Extracted text:
Mergers and acquisitions, commonly referred to as M&As, serve as primary strategies for corporate growth. If you are looking for a way to reduce competition, increase market share, break into new markets, or increase overall sales revenue, these are excellent options.

However, mergers and acquisitions are complex. So, here in this article, we will explore everything you need to know when it comes to mergers and acquisitions.

What Are Mergers And Acquisitions (M&As)?

Mergers and acquisitions are when two or more companies consolidate or one company acquires another one. They are strategic initiatives where two companies combine forces in order to create a stronger and more competitive entity.

By combining the operations of previously separate companies, substantial operational advantages can be achieved as the risks are diversified and the access to resources is improved.

merger and acquisition

M&As can also result in competitive advantages, cost savings and the opportunity to generate additional value. This can improve shareholder value over the long term, which is the goal of most merger and acquisition transactions.

Takeovers are similar to mergers and acquisitions in a way, as they both involve the combination of two previously separate companies. However, takeovers are generally characterised by the acquisition of a smaller company by a larger one.

Takeovers, just like acquisitions, can be either friendly or hostile. The difference will depend on how the deal is communicated to stakeholders such as employees, investors, and the board or the target company.

Corporation law plays a crucial role in overseeing takeovers on the Australian Securities Exchange (ASX). This regulatory framework aims to foster efficient, well-informed, and competitive takeover processes. It ensures that all investors in the target company are treated equitably and are provided with a reasonable timeframe to evaluate takeover proposals.

Although mergers and acquisitions are functionally similar, there are some technical as well as legal distinctions between the two that are worth noting.

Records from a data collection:
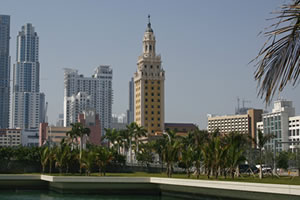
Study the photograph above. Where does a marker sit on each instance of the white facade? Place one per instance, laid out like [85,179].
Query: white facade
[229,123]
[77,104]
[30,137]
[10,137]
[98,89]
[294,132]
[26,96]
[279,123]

...

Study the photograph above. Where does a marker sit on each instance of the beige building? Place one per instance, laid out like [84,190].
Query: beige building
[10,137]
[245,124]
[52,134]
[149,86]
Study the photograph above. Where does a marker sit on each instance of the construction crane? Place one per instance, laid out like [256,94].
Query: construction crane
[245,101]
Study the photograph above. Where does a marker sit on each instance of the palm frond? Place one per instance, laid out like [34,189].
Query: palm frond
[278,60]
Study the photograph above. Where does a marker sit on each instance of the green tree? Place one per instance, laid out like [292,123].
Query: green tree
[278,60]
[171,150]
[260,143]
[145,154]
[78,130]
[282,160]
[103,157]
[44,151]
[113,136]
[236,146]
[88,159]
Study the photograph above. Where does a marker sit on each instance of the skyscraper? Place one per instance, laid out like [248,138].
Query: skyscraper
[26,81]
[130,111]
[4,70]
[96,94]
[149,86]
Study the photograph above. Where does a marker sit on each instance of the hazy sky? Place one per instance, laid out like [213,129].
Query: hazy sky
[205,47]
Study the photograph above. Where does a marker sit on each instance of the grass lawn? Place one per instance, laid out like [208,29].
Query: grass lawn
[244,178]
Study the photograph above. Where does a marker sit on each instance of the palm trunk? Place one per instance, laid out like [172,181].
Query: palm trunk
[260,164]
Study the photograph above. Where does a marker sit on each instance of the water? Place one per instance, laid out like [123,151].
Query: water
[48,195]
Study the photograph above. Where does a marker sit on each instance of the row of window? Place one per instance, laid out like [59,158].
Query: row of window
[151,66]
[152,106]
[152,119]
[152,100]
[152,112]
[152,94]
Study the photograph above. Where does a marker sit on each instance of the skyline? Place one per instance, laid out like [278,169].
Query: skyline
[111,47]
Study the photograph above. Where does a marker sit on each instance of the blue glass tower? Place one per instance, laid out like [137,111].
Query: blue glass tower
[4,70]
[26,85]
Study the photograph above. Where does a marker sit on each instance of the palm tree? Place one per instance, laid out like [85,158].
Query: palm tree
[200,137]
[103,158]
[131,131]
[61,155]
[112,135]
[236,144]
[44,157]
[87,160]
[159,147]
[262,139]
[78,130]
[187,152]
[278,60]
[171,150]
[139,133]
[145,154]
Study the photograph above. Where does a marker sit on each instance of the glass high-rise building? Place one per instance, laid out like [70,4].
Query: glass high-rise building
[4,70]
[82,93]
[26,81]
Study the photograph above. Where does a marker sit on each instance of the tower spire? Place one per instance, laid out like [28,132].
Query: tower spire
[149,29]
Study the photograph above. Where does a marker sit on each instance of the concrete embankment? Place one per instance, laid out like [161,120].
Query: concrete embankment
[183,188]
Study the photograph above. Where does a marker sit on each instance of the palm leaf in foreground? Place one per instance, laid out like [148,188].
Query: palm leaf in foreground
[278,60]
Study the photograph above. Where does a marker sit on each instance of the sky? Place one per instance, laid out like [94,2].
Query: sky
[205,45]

Job: Rewrite the passage on mergers and acquisitions, starting at the words "Mergers and acquisitions, commonly" and stopping after "And Acquisitions (M&As)?", and swap "competition" for "rivalry".

Exercise answer:
Mergers and acquisitions, commonly referred to as M&As, serve as primary strategies for corporate growth. If you are looking for a way to reduce rivalry, increase market share, break into new markets, or increase overall sales revenue, these are excellent options.

However, mergers and acquisitions are complex. So, here in this article, we will explore everything you need to know when it comes to mergers and acquisitions.

What Are Mergers And Acquisitions (M&As)?